*REQUEST 1*
Turn the paragraph of the subwoofer thread that begins "My settings were" into a short list.
*REQUEST 2*
According to the subwoofer thread, what crossover point does Mattlock mention?
*REQUEST 3*
Repeat the stretch of the subwoofer thread from "My settings were" through "keeping it simple)".

*PAGE EXTRACT*

· · ·

# Help with BFD (newbie here)



## Mattlock (May 9, 2007)

Just finished building my sub. Here's the specs
1) 690 liters, Sonosub (pic attached..sitting beside my SVS PB12)
2) Ficaraudio Q18 single voice coil, 8 ohms
3) Powered by EP2500 running in bridged mono
4) BFD 1124 (but not setup yet)

The sub sounds awesome right now...but want to make it better :bigsmile:

Attached is a graph of my curve without the BFD...

My settings were 1)EP2500 Gain - max 2) Sub setting on receiver -5.5 3) Volume set @ -20

I'd like to get some feedback on suggestions for setting my filters...What would be a good point for my line? (newbie here so I'm keeping it simple)

Keep in mind that my theater is used 100% for movies...

thanks
Matt


----------



## Sonnie (Apr 11, 2006)

Is that your sonosub only or does it include the SVS and mains also?


----------



## Mattlock (May 9, 2007)

that is my sonosub (not PB12) and the mains....didnt know if the mains would be contributing under the crossover point...80hz


----------



## brucek (Apr 11, 2006)

· · ·

(Stored dataset items)

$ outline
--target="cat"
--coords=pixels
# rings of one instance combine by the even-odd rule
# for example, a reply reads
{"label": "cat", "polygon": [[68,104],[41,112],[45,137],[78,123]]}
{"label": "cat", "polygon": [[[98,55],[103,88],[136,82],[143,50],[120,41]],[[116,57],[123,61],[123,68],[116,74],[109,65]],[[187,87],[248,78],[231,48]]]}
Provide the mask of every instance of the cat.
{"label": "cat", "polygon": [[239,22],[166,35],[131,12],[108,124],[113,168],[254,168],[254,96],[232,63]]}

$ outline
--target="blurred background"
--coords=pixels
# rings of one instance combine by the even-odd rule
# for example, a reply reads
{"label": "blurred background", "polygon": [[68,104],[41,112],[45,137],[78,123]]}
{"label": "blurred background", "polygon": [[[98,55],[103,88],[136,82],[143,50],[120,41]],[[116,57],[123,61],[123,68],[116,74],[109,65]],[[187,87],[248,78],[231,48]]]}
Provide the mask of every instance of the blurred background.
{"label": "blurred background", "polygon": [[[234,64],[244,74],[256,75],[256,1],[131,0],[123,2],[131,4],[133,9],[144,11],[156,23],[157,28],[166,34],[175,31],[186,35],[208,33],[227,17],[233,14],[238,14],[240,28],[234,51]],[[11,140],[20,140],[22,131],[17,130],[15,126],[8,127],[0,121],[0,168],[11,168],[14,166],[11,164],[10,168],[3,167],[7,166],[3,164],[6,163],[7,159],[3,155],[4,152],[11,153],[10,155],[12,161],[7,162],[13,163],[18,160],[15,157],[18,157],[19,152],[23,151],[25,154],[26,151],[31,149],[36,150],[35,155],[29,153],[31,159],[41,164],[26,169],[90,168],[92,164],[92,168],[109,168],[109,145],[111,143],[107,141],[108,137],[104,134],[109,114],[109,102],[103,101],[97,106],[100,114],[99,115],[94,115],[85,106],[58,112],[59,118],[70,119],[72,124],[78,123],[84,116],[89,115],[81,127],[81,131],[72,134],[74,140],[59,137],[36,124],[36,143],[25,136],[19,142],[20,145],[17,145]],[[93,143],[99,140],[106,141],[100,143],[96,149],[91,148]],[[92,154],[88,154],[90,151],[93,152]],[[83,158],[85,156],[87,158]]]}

· · ·

*CORRECT ANSWER 1*
- EP2500 gain: max
- Receiver sub setting: -5.5
- Volume: -20

*CORRECT ANSWER 2*
80 Hz.

*CORRECT ANSWER 3*
My settings were 1)EP2500 Gain - max 2) Sub setting on receiver -5.5 3) Volume set @ -20

I'd like to get some feedback on suggestions for setting my filters...What would be a good point for my line? (newbie here so I'm keeping it simple)